AIM OF THE EXERCISE> Turn every line of the listing below into a numbered list, skipping blank lines and leaving the pictures out.

STORED RECORDS>
--------------------------------------------------

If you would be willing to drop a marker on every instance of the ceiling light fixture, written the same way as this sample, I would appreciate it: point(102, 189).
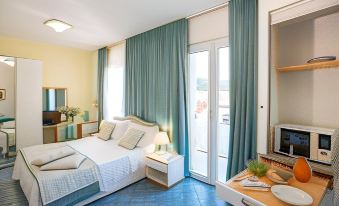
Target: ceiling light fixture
point(9, 62)
point(57, 25)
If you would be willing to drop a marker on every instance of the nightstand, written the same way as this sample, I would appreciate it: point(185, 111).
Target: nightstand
point(165, 172)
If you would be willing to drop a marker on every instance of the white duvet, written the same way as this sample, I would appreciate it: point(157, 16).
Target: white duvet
point(114, 162)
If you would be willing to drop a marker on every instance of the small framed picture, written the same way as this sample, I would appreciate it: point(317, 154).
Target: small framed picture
point(2, 94)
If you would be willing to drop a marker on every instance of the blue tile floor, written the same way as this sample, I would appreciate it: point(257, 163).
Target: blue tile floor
point(188, 192)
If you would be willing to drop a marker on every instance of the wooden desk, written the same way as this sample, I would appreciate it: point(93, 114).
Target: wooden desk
point(233, 193)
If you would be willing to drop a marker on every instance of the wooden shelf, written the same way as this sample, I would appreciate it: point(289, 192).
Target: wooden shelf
point(320, 65)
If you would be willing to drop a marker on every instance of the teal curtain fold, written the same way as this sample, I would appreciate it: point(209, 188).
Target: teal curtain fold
point(102, 67)
point(243, 84)
point(155, 80)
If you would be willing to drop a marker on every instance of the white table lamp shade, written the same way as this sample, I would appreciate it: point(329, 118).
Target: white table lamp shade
point(161, 139)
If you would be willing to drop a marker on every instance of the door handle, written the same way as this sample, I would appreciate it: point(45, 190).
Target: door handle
point(247, 202)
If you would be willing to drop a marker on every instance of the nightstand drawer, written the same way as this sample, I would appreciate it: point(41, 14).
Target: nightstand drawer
point(162, 167)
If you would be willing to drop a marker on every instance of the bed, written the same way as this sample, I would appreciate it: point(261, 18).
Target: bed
point(118, 167)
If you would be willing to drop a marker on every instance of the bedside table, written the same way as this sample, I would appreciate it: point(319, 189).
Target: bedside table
point(165, 172)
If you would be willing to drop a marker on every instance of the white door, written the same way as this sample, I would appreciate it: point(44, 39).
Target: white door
point(28, 102)
point(208, 110)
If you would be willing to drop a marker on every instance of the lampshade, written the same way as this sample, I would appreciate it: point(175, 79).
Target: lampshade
point(161, 138)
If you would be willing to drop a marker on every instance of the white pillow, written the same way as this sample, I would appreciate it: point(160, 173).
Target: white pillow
point(131, 138)
point(120, 128)
point(105, 130)
point(150, 133)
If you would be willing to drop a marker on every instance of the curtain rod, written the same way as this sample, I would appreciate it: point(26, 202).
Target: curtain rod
point(208, 10)
point(116, 43)
point(189, 17)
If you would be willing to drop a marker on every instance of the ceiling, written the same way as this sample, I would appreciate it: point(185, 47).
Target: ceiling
point(95, 23)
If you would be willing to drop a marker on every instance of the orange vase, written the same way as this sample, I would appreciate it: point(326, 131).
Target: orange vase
point(302, 170)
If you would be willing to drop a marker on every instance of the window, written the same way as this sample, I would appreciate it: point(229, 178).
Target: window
point(209, 110)
point(114, 94)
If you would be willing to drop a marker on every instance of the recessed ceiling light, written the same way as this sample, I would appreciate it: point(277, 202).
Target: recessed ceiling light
point(57, 25)
point(9, 62)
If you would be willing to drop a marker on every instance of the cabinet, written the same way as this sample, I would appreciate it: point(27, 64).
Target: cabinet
point(165, 172)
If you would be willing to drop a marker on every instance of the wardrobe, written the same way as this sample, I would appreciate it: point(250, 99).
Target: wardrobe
point(21, 104)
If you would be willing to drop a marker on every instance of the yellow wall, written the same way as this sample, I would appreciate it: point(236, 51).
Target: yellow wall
point(74, 69)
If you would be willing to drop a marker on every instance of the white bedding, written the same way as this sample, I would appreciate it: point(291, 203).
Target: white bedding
point(114, 162)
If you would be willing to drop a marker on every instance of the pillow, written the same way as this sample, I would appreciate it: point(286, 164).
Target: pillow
point(105, 130)
point(131, 138)
point(69, 162)
point(120, 128)
point(52, 155)
point(150, 133)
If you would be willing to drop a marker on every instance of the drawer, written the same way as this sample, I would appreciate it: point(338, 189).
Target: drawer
point(234, 197)
point(162, 167)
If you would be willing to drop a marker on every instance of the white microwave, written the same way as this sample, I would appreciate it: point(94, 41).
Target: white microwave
point(313, 143)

--------------------------------------------------

REPLY>
1. If you would be willing to drop a marker on every instance of the ceiling light fixture, written the same way as this sample, I would appreciate it: point(102, 189).
2. Target: ceiling light fixture
3. point(9, 62)
4. point(57, 25)
5. If you would be willing to drop a marker on every instance of the nightstand, written the same way as this sample, I would appreciate it: point(185, 111).
6. Target: nightstand
7. point(165, 172)
8. If you would be willing to drop a marker on every instance of the white duvet, written the same way as this sample, I would appreciate it: point(157, 16).
9. Target: white duvet
10. point(114, 162)
11. If you would be willing to drop a marker on every instance of the small framed picture, written the same way as this sample, I would appreciate it: point(317, 154).
12. Target: small framed picture
13. point(2, 94)
14. If you would be willing to drop a marker on every instance of the blue tile floor, written the same way as this sample, I would appreciate it: point(257, 163).
15. Target: blue tile floor
16. point(188, 192)
17. If you would be willing to drop a marker on every instance of the wooden desk, written the same way as this sample, I would appreciate it: point(93, 114).
18. Target: wooden desk
19. point(233, 193)
20. If you would be willing to drop a marker on every instance of the wooden shelf, written the same way as this sample, I would appreciate it: point(289, 192).
21. Target: wooden shelf
22. point(320, 65)
23. If you would be willing to drop a marker on every instance of the teal curtain fold, written the same way as this sample, I would appreciate it: point(209, 188).
24. Target: teal curtain fold
25. point(102, 67)
26. point(243, 84)
27. point(155, 80)
28. If you would be willing to drop a marker on every instance of the white table lamp shade, written the same way as this sample, I would appreciate it: point(329, 118).
29. Target: white table lamp shade
30. point(161, 139)
31. If you would be willing to drop a marker on every instance of the door handle, written the same way as this sample, I would appreciate it: point(45, 190).
32. Target: door handle
33. point(247, 202)
34. If you would be willing to drop a marker on every instance of the nightstand drawer, written the same way as this sample, I would appreciate it: point(41, 14).
35. Target: nightstand drawer
36. point(162, 167)
37. If you would be willing to drop a marker on every instance of the bed, written the same way as this sample, I would appreciate it: point(261, 18).
38. Target: bed
39. point(118, 167)
40. If you would be willing to drop a marker on every instance of the bedside table, written the same way as this sample, I would appreciate it: point(319, 189).
41. Target: bedside table
42. point(165, 172)
43. If you would be willing to drop a marker on every instance of the white door, written the same way as this sample, I would appreciate it: point(44, 39).
44. Target: white door
45. point(28, 102)
46. point(208, 110)
47. If you would be willing to drop a marker on every instance of the lampshade, written the same way as this sample, I would appreciate it: point(175, 79).
48. Target: lampshade
49. point(161, 138)
50. If you would be willing to drop a marker on every instance of the white pillow, written the same way as this sample, I would appreciate it: point(160, 173).
51. Target: white pillow
52. point(131, 138)
53. point(120, 128)
54. point(105, 130)
55. point(150, 133)
56. If you would be willing to drop a marker on every instance of the curtain rod, written the same way as this sample, I would appreciate it: point(26, 202).
57. Target: curtain rod
58. point(208, 10)
59. point(116, 43)
60. point(189, 17)
61. If you would be willing to drop a marker on every instance of the ceiling, written the same way as this sample, I would appreciate it: point(185, 47).
62. Target: ceiling
63. point(95, 23)
64. If you would be willing to drop a marker on every instance of the orange vase, written the same way as this sample, I would appreciate it: point(326, 131).
65. Target: orange vase
66. point(302, 170)
67. If you would be willing to drop a marker on every instance of the window, written the same way as this sample, I would appreciate it: point(229, 178).
68. Target: window
69. point(209, 110)
70. point(114, 94)
71. If you would be willing to drop a marker on every instance of the recessed ceiling light, written the same way as this sample, I would appreciate it: point(277, 202).
72. Target: recessed ceiling light
73. point(57, 25)
74. point(9, 62)
75. If you would be willing to drop a marker on every instance of the cabinet, written the same way as this sample, I would appreciate it: point(27, 64).
76. Target: cabinet
77. point(165, 172)
78. If you would be willing to drop a marker on every instance of the wardrobe, written the same way as this sample, I would appreciate it: point(250, 99).
79. Target: wardrobe
80. point(21, 104)
81. If you would be willing to drop a marker on every instance of the yellow wall, written the same way as this sample, I would appreciate it: point(236, 51).
82. Target: yellow wall
83. point(74, 69)
84. If you would be willing to drop a marker on every instance of the white bedding, written the same way as this sample, I would appreciate it: point(291, 203).
85. Target: white bedding
86. point(114, 162)
87. If you would be willing to drop a marker on every instance of the pillow, written the same way as this sample, I would appreciate it: point(286, 164).
88. Target: pillow
89. point(105, 130)
90. point(131, 138)
91. point(69, 162)
92. point(120, 128)
93. point(52, 155)
94. point(150, 133)
95. If you would be willing to drop a marker on every instance of the drawer, written the same way as this sample, I would appreciate it: point(338, 189).
96. Target: drawer
97. point(234, 197)
98. point(162, 167)
99. If you would be willing to drop a marker on every instance of the white microwave, written the same way as this sample, I would appreciate it: point(94, 41).
100. Target: white microwave
101. point(313, 143)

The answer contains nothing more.